O que fazer:
1. Transcreva literalmente a parte do trecho do documento que começa em "Ana Érika Pires" e segue até "sentimento e a razão.".
2. Com base no trecho do documento, explique por que a consciência parece ser, para Rousseau, um segundo estágio do amor de si. Responda em uma a três frases.
3. Responda às perguntas a seguir de acordo com o trecho do documento:
(a) Em quais duas obras de Rousseau Lacroix se baseia?
(b) Que passagem das Confissões Lacroix utiliza para ilustrar o problema da consciência?
(c) Qual é o título da primeira parte do texto de Lacroix?

Trecho do documento:

>>>>

Analise e comparação entre os textos de Lacroix e Derathé

Ana Érika Pires Leão

Lacroix toma como base para a construção de seu texto sobre a natureza da consciência em Rousseau duas obras rousseaunianas. Uma é a Carta a Senhor de Beaumont onde Rousseau expõe sobre a sua concepção de consciência e a origem desta faculdade. A outra, as Confissões, ele utiliza mais especificamente a passagem em que Rousseau deixa que Marion seja condenada por um crime que ela não cometeu. É neste exemplo que Lacroix ilustra o que seria então o problema da consciência.
                Seguindo a mesma ordem da construção textual de Lacroix, será tratado primeiramente da questão da natureza da consciência, ou seja, do que é e como ela surge no homem. Depois será analisado o problema da consciência e sua relação com a razão e o sentimento. Pois, segundo Lacroix, há na concepção de Rousseau uma relação entre a consciência, o sentimento e a razão.
                Na primeira parte do texto, intitulada “A natureza da consciência” Lacroix considera que na concepção rousseauniana sobre a consciência, esta faculdade aparece como uma derivação do amor de si. Princípio inato presente no homem primitivo que conduz todo ser a sua auto conservação. Lacroix, chega a tal conclusão levando em consideração o trecho da Carta a Sr. de Beaumont em que Rousseau coloca: “este último amor [amor de si], desenvolvido e tornado ativo, recebe o nome de consciência” (Rousseau, 2005, p. 48 ). Assim, a consciênciaparece ser para Rousseau um segundo estágio do amor de si. Pois, neste mesmo texto o genebrino coloca ainda, que o amor de si é dividido em duas partes. O ser sensível, que visa o bem estar do corpo, e o amor pela ordem, que é o ser inteligente, que visa o bem estar da alma. Que para tomar o nome de consciência necessita da ação da perfectibilidade. Esta é a faculdade que torna possível o desenvolvimento das demais faculdades.

<<<<

Seção de dados:

>>>>

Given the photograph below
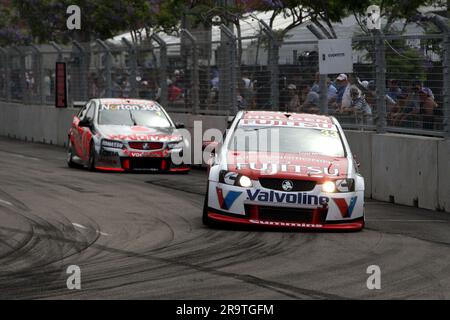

<<<<

Resolução comentada:
1.
Ana Érika Pires Leão

Lacroix toma como base para a construção de seu texto sobre a natureza da consciência em Rousseau duas obras rousseaunianas. Uma é a Carta a Senhor de Beaumont onde Rousseau expõe sobre a sua concepção de consciência e a origem desta faculdade. A outra, as Confissões, ele utiliza mais especificamente a passagem em que Rousseau deixa que Marion seja condenada por um crime que ela não cometeu. É neste exemplo que Lacroix ilustra o que seria então o problema da consciência.
                Seguindo a mesma ordem da construção textual de Lacroix, será tratado primeiramente da questão da natureza da consciência, ou seja, do que é e como ela surge no homem. Depois será analisado o problema da consciência e sua relação com a razão e o sentimento. Pois, segundo Lacroix, há na concepção de Rousseau uma relação entre a consciência, o sentimento e a razão.

2. Na Carta a Sr. de Beaumont, Rousseau afirma que o amor de si, "desenvolvido e tornado ativo, recebe o nome de consciência". No mesmo texto, ele divide o amor de si em duas partes: o ser sensível e o amor pela ordem. Esta segunda parte só toma o nome de consciência pela ação da perfectibilidade.

3.
(a) A Carta a Senhor de Beaumont e as Confissões.
(b) A passagem em que Rousseau deixa que Marion seja condenada por um crime que ela não cometeu.
(c) "A natureza da consciência".